### Exercise aim
Set down, please, exactly the lines below that run from the line with "Query: balcony" to the line with "A single pin marks each instance of the street", both lines included.

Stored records
◇ ◇ ◇
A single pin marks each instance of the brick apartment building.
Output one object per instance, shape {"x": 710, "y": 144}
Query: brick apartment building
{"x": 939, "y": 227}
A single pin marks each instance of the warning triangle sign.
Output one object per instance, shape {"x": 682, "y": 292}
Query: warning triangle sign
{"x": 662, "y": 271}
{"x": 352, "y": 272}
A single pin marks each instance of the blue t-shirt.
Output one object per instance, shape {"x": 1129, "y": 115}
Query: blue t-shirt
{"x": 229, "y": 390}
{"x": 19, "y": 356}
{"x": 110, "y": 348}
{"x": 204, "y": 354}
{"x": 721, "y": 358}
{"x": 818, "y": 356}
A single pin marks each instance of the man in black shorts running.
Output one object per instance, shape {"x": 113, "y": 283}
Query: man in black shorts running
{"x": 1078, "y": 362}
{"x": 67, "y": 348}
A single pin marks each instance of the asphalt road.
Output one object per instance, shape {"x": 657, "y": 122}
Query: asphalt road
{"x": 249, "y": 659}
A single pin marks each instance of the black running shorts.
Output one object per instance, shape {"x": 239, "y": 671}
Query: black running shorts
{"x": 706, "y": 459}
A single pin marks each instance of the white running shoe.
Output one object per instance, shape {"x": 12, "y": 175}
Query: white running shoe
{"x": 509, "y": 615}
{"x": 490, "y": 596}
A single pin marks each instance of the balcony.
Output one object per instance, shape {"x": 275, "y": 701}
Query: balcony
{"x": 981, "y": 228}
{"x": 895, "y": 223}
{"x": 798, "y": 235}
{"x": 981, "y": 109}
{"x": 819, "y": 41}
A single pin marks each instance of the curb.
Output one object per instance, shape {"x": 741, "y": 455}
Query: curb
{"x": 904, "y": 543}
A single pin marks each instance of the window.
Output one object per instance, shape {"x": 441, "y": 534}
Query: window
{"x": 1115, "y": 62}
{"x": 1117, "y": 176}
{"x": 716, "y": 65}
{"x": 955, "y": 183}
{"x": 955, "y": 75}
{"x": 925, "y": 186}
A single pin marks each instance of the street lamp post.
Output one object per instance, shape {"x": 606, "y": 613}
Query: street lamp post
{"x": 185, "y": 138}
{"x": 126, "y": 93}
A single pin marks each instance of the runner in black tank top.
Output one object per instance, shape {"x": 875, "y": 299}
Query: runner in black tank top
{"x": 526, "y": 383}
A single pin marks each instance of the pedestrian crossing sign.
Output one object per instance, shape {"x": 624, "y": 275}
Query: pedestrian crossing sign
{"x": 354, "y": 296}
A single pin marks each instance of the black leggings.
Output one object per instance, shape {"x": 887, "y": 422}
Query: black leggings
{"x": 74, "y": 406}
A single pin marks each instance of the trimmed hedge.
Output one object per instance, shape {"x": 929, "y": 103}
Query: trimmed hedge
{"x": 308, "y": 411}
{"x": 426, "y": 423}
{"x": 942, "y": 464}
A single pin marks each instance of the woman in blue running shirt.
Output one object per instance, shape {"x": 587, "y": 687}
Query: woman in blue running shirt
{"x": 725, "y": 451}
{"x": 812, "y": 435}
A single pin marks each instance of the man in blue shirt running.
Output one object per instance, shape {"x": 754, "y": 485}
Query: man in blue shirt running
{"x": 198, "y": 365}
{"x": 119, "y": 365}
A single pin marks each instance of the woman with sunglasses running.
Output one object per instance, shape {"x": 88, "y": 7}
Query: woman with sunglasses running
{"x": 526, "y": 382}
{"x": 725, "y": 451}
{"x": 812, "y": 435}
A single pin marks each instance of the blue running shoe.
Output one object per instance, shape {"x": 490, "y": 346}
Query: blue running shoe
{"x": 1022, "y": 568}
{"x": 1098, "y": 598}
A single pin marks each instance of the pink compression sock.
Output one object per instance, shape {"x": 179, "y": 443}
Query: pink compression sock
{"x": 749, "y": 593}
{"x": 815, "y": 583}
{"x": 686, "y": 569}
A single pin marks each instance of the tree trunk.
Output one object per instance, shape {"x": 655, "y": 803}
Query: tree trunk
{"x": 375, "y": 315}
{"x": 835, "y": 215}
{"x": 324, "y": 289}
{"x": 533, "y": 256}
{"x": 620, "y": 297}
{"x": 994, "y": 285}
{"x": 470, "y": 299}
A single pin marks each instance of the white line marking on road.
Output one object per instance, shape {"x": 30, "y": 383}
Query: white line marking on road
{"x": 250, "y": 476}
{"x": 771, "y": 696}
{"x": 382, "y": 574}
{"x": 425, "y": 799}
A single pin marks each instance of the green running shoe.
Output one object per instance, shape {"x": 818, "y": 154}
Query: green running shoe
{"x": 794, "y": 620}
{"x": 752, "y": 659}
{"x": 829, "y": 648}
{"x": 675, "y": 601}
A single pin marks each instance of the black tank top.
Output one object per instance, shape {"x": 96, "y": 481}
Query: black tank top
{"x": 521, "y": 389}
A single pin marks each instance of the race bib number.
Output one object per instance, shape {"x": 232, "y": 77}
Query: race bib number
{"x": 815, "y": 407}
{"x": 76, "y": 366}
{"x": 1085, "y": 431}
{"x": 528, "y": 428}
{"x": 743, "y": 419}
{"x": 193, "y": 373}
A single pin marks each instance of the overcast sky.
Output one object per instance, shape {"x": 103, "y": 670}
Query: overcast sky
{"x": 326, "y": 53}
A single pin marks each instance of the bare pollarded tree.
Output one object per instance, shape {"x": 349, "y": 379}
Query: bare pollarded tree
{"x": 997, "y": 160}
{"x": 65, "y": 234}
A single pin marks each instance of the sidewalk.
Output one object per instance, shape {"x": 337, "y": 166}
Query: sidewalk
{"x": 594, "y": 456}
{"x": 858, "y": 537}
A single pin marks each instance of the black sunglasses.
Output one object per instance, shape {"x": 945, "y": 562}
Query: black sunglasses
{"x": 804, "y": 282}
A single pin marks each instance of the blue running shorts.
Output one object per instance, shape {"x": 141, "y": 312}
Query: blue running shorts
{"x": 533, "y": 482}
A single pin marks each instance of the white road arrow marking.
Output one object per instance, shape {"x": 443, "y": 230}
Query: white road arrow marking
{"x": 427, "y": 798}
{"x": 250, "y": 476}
◇ ◇ ◇
### Expected answer
Query: balcony
{"x": 981, "y": 228}
{"x": 895, "y": 223}
{"x": 798, "y": 235}
{"x": 981, "y": 109}
{"x": 819, "y": 41}
A single pin marks each instance of the curb.
Output one object per instance, shape {"x": 741, "y": 455}
Query: curb
{"x": 904, "y": 543}
A single pin marks each instance of the window.
Output one object per instance, shape {"x": 441, "y": 534}
Query: window
{"x": 1115, "y": 62}
{"x": 1117, "y": 176}
{"x": 716, "y": 65}
{"x": 955, "y": 183}
{"x": 955, "y": 75}
{"x": 925, "y": 186}
A single pin marks each instance of the street lamp post.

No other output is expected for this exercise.